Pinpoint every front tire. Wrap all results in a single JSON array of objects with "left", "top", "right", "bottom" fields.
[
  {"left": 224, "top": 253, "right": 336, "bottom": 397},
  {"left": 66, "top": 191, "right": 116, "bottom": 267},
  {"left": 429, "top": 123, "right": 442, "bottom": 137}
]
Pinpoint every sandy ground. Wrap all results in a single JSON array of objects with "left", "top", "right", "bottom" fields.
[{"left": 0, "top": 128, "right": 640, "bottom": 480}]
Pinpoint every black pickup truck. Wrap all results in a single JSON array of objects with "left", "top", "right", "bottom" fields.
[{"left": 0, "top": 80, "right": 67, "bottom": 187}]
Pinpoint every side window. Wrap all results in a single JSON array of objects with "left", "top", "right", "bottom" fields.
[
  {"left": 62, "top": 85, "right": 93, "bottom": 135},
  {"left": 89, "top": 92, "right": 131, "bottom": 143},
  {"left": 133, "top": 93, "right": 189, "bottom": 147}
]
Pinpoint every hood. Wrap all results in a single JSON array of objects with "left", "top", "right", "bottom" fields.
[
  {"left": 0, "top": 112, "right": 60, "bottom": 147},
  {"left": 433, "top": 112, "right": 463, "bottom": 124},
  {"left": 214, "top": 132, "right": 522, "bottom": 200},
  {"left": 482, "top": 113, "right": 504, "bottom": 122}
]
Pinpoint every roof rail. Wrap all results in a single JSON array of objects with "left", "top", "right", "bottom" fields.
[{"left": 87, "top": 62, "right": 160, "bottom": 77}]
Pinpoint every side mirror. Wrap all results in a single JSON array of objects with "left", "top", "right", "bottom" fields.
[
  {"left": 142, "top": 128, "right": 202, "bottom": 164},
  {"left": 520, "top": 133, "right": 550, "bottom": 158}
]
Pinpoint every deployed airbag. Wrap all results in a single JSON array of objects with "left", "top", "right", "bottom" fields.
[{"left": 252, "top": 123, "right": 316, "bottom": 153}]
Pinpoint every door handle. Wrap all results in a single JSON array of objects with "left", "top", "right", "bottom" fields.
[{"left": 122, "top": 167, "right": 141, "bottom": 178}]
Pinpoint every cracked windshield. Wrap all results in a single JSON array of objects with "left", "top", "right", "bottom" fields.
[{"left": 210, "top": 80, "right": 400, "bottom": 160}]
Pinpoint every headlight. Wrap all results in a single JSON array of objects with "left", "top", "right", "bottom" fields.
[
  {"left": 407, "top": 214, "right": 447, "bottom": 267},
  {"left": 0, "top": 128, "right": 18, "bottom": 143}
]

▶ _What to work on_
Render the material above as a JSON list of strings, with each line as its own string and blank lines omitted.

▶ _Result of this exercise_
[
  "Pinpoint every front tire. Wrap all results in a single JSON array of objects with \"left\", \"top\", \"right\", \"bottom\" fields.",
  "[",
  "  {\"left\": 224, \"top\": 253, \"right\": 336, \"bottom\": 397},",
  "  {\"left\": 66, \"top\": 191, \"right\": 116, \"bottom\": 267},",
  "  {\"left\": 429, \"top\": 123, \"right\": 442, \"bottom\": 137}",
  "]",
  "Pinpoint every sandy ground. Wrap all results in a single JSON array of objects with \"left\", \"top\", \"right\", \"bottom\" fields.",
  "[{\"left\": 0, \"top\": 128, \"right\": 640, \"bottom\": 480}]",
  "Pinpoint every black pickup truck. Wrap all results in a single JSON array of objects with \"left\", \"top\", \"right\", \"bottom\" fields.",
  "[{\"left\": 0, \"top\": 80, \"right\": 67, \"bottom\": 187}]",
  "Pinpoint every side window. Wrap all results in a single JSON array of objects with \"left\", \"top\", \"right\", \"bottom\" fields.",
  "[",
  "  {\"left\": 62, \"top\": 85, \"right\": 93, \"bottom\": 135},",
  "  {\"left\": 89, \"top\": 92, \"right\": 131, \"bottom\": 143},",
  "  {\"left\": 133, \"top\": 93, \"right\": 189, \"bottom\": 147}",
  "]",
  "Pinpoint every hood. Wrap all results in a single JSON array of objects with \"left\", \"top\", \"right\", \"bottom\" fields.",
  "[",
  "  {\"left\": 0, \"top\": 112, \"right\": 60, \"bottom\": 147},",
  "  {\"left\": 433, \"top\": 112, \"right\": 463, \"bottom\": 124},",
  "  {\"left\": 214, \"top\": 132, \"right\": 522, \"bottom\": 200},",
  "  {\"left\": 482, \"top\": 113, \"right\": 504, \"bottom\": 122}",
  "]",
  "Pinpoint every roof rail. Wrap all results in a single JSON array of objects with \"left\", \"top\", \"right\", \"bottom\" fields.",
  "[{\"left\": 87, \"top\": 62, \"right\": 160, \"bottom\": 77}]",
  "Pinpoint every side mirror. Wrap all results in a single JSON array of objects with \"left\", \"top\", \"right\", \"bottom\" fields.",
  "[",
  "  {\"left\": 142, \"top\": 128, \"right\": 202, \"bottom\": 164},",
  "  {\"left\": 520, \"top\": 133, \"right\": 550, \"bottom\": 158}",
  "]",
  "Pinpoint every deployed airbag. Wrap all results in a single JSON array of objects with \"left\", \"top\", \"right\", \"bottom\" fields.",
  "[{\"left\": 252, \"top\": 123, \"right\": 316, \"bottom\": 153}]",
  "Pinpoint every door handle. Wrap all results in a single JSON array of objects with \"left\", \"top\", \"right\", \"bottom\" fields.",
  "[{\"left\": 122, \"top\": 167, \"right\": 141, \"bottom\": 178}]",
  "Pinpoint every cracked windshield. Wrap all results in a single JSON array of objects with \"left\", \"top\", \"right\", \"bottom\" fields.",
  "[{\"left\": 210, \"top\": 80, \"right\": 400, \"bottom\": 160}]",
  "Pinpoint every headlight. Wrap all results in a single JSON array of objects with \"left\", \"top\", \"right\", \"bottom\" fields.",
  "[",
  "  {\"left\": 407, \"top\": 214, \"right\": 447, \"bottom\": 267},",
  "  {\"left\": 0, \"top\": 128, \"right\": 18, \"bottom\": 143}",
  "]"
]